EXERCISE DESCRIPTION: Write out the whole listing again so that each line matches the original.

#### RECORDS FOR THIS TASK ####

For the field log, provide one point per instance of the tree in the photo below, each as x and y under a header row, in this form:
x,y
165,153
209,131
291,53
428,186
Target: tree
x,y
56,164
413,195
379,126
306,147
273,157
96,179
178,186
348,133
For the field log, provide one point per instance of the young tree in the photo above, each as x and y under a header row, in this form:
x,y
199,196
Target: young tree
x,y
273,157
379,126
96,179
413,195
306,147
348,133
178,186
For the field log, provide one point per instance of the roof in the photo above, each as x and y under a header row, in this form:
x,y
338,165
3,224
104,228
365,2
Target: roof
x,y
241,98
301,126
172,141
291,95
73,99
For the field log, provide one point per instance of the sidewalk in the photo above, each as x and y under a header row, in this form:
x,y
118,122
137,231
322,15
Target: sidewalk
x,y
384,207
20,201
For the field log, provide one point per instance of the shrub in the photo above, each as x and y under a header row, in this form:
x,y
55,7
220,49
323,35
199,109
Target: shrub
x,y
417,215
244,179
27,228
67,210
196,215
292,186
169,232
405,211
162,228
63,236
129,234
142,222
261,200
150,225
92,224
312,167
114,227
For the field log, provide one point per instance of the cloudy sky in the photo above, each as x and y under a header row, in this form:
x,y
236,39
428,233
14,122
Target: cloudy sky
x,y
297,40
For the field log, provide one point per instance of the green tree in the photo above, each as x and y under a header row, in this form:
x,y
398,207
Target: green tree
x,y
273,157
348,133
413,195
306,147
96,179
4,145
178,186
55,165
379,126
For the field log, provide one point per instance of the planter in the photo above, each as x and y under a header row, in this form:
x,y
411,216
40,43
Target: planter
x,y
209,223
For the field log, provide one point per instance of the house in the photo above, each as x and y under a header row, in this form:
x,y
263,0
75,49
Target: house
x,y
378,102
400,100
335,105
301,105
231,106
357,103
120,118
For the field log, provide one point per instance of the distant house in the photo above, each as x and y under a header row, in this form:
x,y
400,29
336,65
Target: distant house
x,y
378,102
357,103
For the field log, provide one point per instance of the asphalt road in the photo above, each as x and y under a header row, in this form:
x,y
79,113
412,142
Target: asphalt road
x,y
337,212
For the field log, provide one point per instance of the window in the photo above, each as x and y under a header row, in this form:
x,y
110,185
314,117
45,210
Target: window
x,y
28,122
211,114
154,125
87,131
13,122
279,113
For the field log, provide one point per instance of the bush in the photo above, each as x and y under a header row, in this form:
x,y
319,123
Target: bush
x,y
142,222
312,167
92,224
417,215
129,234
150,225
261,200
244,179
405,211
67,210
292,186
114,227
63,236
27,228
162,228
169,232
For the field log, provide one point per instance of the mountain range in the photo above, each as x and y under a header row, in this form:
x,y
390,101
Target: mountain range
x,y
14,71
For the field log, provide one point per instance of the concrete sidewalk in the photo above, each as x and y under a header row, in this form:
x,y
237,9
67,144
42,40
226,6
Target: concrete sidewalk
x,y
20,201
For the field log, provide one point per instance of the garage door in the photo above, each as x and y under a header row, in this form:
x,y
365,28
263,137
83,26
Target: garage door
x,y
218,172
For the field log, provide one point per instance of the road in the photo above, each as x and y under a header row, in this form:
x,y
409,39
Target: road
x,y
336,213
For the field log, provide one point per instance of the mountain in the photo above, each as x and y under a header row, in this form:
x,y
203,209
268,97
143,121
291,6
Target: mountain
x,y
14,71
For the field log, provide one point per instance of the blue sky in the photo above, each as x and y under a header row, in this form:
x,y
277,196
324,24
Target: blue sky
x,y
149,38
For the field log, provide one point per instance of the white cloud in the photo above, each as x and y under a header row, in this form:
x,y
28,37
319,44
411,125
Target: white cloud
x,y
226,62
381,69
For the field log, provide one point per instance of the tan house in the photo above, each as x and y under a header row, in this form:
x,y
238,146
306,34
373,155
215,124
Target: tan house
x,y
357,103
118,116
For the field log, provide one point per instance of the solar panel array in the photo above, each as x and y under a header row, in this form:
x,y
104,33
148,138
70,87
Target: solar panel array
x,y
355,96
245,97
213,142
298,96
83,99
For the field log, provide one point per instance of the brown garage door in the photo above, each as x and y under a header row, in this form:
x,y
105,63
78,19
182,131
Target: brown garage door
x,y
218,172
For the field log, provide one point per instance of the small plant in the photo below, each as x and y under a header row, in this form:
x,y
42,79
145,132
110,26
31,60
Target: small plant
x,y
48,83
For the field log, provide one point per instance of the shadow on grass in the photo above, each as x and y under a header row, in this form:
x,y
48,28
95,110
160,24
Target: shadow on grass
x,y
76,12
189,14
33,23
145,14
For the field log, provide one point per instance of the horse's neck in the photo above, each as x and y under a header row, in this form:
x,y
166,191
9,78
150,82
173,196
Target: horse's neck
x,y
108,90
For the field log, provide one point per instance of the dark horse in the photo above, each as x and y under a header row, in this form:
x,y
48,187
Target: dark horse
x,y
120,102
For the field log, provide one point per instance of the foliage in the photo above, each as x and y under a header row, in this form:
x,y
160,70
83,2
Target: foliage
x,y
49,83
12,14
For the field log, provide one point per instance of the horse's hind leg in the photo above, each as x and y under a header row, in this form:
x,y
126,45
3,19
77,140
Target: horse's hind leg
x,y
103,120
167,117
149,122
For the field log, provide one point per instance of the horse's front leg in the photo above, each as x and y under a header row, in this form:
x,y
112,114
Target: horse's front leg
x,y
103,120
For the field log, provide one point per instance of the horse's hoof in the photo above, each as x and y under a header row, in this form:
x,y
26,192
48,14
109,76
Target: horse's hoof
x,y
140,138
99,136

####

OUTPUT:
For the field log, provide one point per instance of the tree in the photo below, each as x and y under a header row, in this form:
x,y
165,153
209,131
291,53
428,186
Target: tree
x,y
56,164
413,195
379,126
306,147
273,157
96,179
178,186
348,133
For the field log, provide one point per instance of the young tree in the photo above, each as x and y under a header row, in this form:
x,y
199,196
Target: young tree
x,y
273,157
379,126
96,179
413,195
306,147
348,133
178,186
For the field log, provide one point per instance of the roof in the photo above, each as x and y under a header row, in this form:
x,y
338,165
3,224
104,228
365,2
Target: roof
x,y
241,98
301,126
172,141
291,95
73,99
For the field log, provide one point per instance of the sidewalk in the photo above, each as x and y under a header row, in this form:
x,y
118,122
137,231
322,15
Target: sidewalk
x,y
384,207
20,201
For the field log, provide one point per instance of the shrub in the photo above, each as x and y under a header row, in this form:
x,y
55,7
220,49
323,35
199,109
Target: shrub
x,y
417,215
244,179
27,228
67,210
196,215
292,186
169,232
405,211
162,228
63,236
129,234
142,222
261,200
150,225
92,224
312,167
114,227
For the field log, provide one point per instance of the cloudy sky in the photo above, each as x and y under a header row, in this form:
x,y
236,39
428,233
14,122
Target: cloudy sky
x,y
297,40
For the field log, provide one point per instance of the green tree in the photo above, each as x and y under a header row, in this form:
x,y
398,207
Target: green tree
x,y
273,157
348,133
413,195
306,147
96,179
4,145
178,186
55,165
379,126
For the field log, provide one point per instance of the planter in the photo above, each as x and y under a header row, in this form:
x,y
411,216
40,43
Target: planter
x,y
209,223
For the field log, provide one point per instance of the house in the photo above, each as x and y under a header row, in this form:
x,y
263,0
75,49
Target: house
x,y
378,102
400,100
335,105
301,105
231,106
357,103
120,118
For the field log, provide one point per instance of the distant house in the photo above, each as x and y under a header row, in this form:
x,y
400,29
336,65
Target: distant house
x,y
378,102
357,103
For the field log, provide one point per instance of the asphalt road in the photo above, each as x and y under a header row, in this form:
x,y
79,113
412,142
Target: asphalt road
x,y
337,212
For the field log, provide one point per instance of the window in the photo above, each as x and y under a header row, in this form:
x,y
110,185
314,117
45,210
Target: window
x,y
28,122
211,114
154,125
87,131
13,122
279,113
For the field log, provide one point per instance of the bush in the photo above, each as x and y under a header row, in this form:
x,y
319,123
Target: bush
x,y
142,222
312,167
92,224
417,215
129,234
150,225
261,200
244,179
405,211
67,210
292,186
114,227
63,236
27,228
162,228
169,232
For the field log, provide one point per instance of the mountain range in the photo above, each as x and y under a header row, in this form:
x,y
390,101
Target: mountain range
x,y
14,71
For the field log, provide one point per instance of the concrete sidewalk in the photo above, each as x and y under a header row, in this form:
x,y
237,9
67,144
42,40
226,6
Target: concrete sidewalk
x,y
20,201
For the field log, provide one point per instance of the garage door in the photo above, each as x and y under a header row, in this form:
x,y
365,28
263,137
83,26
Target: garage door
x,y
218,172
For the field log, provide one point per instance of the road in the photo above, each as x and y under a header row, in this form:
x,y
409,39
Target: road
x,y
336,213
For the field log, provide one point per instance of the mountain in the photo above, each as x and y under a header row, in this form:
x,y
203,209
268,97
143,121
291,6
Target: mountain
x,y
14,71
For the field log, provide one point per instance of the blue sky in the photo above, each as x and y under a header row, in this form:
x,y
277,196
324,24
Target: blue sky
x,y
149,38
For the field log, provide one point per instance of the white cloud in the photo above, each as x and y under a header row, in this form:
x,y
28,37
319,44
411,125
Target: white cloud
x,y
226,62
381,69
For the field log, provide one point per instance of the tan house in the photo above, each as x and y under a header row, in this form:
x,y
238,146
306,34
373,155
215,124
Target: tan house
x,y
357,103
118,116
For the field log, provide one point per instance of the solar panel array in the photo above, each as x and y under a header row, in this form:
x,y
104,33
148,138
70,87
Target: solar panel array
x,y
355,96
245,97
213,142
298,96
83,99
For the field log, provide one point per instance of the brown garage door in the photo above, each as x and y under a header row, in this form:
x,y
105,63
78,19
182,131
Target: brown garage door
x,y
218,172
For the field log, provide one point per instance of the small plant in the photo below, each as x and y under a header row, in this form:
x,y
42,79
145,132
110,26
31,60
Target: small plant
x,y
48,83
For the field log, provide one point per instance of the shadow on grass in the photo above, each as x and y under a header row, in this form:
x,y
48,28
95,110
160,24
Target: shadow on grass
x,y
76,12
189,14
33,23
145,14
For the field log, provide one point per instance of the horse's neck in the photo above, each as x and y under a header row, in this form:
x,y
166,191
9,78
150,82
173,196
Target: horse's neck
x,y
108,90
For the field log, provide one point per instance of the dark horse in the photo above, each as x and y under a header row, in this form:
x,y
48,187
Target: dark horse
x,y
120,102
For the field log, provide one point per instance of the foliage in the photo above, each as x and y under a header row, in this form:
x,y
160,70
83,2
Target: foliage
x,y
49,83
12,14
For the field log, provide one point per instance of the horse's hind leg in the photo above, each as x and y under a header row, in this form:
x,y
126,45
3,19
77,140
Target: horse's hind leg
x,y
103,120
167,117
149,122
For the field log, provide one point per instance of the horse's front leg in the photo above, each as x and y under a header row, in this form:
x,y
112,114
Target: horse's front leg
x,y
103,120
For the field log, provide one point per instance of the horse's hoof in the photo above, each as x and y under a header row, in this form:
x,y
26,192
48,14
109,76
Target: horse's hoof
x,y
140,138
99,136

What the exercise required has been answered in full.